=== Work required ===
Reproduce each of the records below word for word, keeping every line as it stands.

=== Data items ===
┌────────

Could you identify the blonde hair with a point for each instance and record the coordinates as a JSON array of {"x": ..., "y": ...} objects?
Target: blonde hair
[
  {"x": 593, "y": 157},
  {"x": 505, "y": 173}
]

└────────

=== Solved exercise ===
Could you identify the blonde hair with a point for each instance and record the coordinates as a JSON array of {"x": ..., "y": ...} objects?
Target: blonde hair
[
  {"x": 593, "y": 157},
  {"x": 505, "y": 173}
]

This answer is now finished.